Copy the data from the line containing "Target: green palm leaf" through the end of the data, with no changes.
>> Begin
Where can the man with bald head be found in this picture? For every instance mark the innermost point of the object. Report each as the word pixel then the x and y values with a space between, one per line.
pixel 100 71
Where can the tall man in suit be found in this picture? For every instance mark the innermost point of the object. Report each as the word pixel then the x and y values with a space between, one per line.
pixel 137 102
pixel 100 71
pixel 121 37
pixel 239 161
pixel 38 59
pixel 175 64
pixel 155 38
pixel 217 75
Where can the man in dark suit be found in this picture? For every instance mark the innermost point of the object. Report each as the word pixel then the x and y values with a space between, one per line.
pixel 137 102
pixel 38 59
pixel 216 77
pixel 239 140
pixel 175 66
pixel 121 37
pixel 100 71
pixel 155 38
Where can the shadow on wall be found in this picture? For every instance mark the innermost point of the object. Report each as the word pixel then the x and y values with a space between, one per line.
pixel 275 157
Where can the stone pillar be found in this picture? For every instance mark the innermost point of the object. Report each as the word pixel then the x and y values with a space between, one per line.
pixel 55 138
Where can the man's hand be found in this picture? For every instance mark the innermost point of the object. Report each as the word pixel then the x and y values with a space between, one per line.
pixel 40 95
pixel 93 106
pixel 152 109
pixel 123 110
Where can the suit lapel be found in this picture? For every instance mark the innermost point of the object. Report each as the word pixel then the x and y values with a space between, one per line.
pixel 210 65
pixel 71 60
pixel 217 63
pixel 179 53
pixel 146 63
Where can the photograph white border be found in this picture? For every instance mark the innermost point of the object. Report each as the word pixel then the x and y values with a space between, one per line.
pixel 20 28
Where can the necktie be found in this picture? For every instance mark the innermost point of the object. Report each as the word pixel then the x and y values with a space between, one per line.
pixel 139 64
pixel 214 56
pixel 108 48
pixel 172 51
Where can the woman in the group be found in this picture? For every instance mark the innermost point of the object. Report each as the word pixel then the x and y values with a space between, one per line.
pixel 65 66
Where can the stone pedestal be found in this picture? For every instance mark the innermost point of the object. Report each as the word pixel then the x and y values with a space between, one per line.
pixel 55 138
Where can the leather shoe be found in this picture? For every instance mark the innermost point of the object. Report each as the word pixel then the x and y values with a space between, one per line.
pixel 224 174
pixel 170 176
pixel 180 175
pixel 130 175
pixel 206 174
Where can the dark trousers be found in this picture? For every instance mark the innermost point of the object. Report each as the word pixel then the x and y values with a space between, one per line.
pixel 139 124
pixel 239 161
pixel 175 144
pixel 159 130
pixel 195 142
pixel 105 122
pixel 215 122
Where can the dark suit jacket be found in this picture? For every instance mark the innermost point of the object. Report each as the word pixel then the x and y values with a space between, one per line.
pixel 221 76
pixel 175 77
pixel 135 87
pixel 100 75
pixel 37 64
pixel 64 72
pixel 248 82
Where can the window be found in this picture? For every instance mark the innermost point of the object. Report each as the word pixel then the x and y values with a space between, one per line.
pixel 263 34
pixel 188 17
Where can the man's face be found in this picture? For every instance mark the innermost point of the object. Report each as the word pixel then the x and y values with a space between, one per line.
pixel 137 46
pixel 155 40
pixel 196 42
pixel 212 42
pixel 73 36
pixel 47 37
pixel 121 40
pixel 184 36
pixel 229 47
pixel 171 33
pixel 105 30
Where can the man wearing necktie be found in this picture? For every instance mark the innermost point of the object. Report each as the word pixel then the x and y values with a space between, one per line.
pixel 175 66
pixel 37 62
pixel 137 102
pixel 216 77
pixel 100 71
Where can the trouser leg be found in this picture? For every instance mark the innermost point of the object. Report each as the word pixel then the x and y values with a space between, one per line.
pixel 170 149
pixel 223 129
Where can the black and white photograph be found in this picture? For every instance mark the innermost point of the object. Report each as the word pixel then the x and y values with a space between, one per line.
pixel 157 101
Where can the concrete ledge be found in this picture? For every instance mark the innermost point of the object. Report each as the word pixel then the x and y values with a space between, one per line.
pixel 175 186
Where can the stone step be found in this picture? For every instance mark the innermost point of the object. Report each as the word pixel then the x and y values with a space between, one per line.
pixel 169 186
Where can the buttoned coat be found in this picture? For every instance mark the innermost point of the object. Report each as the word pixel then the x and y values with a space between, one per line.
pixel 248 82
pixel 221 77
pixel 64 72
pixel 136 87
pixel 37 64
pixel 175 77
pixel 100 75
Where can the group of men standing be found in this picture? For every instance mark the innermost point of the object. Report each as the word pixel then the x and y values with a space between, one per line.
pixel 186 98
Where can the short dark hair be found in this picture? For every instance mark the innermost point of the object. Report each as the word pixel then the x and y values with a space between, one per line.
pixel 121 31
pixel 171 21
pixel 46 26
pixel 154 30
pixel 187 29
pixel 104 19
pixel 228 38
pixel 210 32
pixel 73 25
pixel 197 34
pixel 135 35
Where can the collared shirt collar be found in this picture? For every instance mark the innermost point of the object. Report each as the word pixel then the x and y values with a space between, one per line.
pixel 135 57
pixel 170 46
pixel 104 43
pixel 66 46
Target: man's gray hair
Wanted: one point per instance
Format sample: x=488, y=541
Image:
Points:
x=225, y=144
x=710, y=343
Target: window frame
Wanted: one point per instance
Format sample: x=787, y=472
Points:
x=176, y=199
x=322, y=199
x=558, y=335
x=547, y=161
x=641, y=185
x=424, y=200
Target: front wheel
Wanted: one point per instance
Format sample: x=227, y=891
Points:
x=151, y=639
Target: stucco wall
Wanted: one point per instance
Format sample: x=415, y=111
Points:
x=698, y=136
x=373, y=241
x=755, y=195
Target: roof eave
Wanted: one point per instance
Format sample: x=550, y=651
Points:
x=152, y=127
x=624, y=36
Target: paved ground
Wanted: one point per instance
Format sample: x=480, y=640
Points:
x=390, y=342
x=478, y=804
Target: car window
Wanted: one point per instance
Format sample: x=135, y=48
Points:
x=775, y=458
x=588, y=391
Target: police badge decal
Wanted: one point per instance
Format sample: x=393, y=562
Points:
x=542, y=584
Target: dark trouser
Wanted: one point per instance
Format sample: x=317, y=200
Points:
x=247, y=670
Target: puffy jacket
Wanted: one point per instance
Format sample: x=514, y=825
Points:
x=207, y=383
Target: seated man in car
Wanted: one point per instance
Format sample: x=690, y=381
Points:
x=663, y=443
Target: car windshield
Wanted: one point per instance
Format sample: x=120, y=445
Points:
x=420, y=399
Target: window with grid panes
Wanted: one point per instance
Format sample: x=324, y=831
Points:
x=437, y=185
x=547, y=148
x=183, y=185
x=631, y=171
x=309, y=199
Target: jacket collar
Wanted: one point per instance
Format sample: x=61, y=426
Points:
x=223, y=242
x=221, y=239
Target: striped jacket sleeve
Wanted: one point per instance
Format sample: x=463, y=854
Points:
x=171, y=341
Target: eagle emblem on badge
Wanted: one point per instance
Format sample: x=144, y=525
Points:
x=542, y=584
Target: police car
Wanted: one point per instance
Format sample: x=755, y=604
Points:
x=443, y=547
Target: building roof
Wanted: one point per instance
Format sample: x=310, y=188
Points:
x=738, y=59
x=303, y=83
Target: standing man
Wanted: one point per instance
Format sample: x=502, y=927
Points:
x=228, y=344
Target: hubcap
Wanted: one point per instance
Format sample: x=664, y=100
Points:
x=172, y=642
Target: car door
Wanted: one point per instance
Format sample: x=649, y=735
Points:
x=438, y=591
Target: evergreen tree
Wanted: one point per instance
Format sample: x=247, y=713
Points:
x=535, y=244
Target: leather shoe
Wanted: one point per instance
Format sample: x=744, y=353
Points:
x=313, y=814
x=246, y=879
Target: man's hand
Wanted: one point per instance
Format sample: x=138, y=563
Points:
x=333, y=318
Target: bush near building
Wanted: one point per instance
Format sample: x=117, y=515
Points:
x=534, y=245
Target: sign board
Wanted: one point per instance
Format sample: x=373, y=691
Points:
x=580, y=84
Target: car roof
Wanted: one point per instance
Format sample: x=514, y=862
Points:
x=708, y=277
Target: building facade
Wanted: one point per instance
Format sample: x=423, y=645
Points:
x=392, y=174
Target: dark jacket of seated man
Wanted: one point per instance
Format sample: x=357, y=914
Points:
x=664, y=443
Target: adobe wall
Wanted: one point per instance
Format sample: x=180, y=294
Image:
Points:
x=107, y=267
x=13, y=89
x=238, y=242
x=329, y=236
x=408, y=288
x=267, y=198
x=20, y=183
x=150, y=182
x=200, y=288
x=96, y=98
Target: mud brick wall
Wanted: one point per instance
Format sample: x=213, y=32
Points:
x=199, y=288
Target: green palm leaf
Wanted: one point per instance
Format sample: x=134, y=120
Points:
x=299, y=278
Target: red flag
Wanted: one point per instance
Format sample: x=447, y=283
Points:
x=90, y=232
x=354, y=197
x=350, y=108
>> End
__ANSWER TO THIS EXERCISE__:
Target: green palm leaf
Wanted: one point per instance
Format sample: x=134, y=120
Points:
x=299, y=278
Target: red flag
Wanted: one point per instance
Format sample: x=447, y=283
Points:
x=90, y=232
x=354, y=197
x=350, y=108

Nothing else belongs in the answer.